### Task to complete
How many lines in the records below contain the string "metal"? Case counts, and your reply should be the number alone.

### Stored rows
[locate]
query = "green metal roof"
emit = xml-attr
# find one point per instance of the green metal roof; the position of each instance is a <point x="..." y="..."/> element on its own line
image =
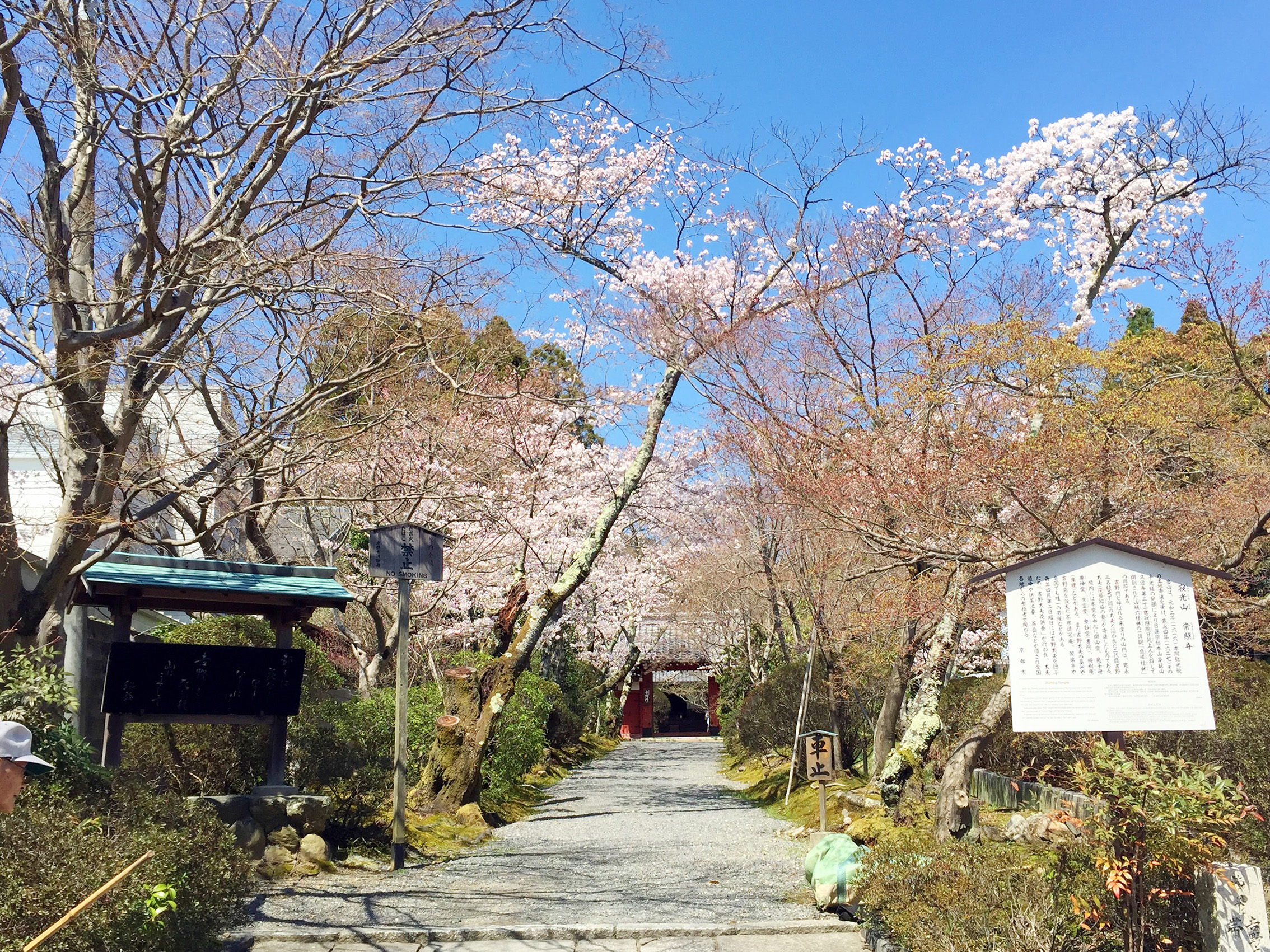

### Task output
2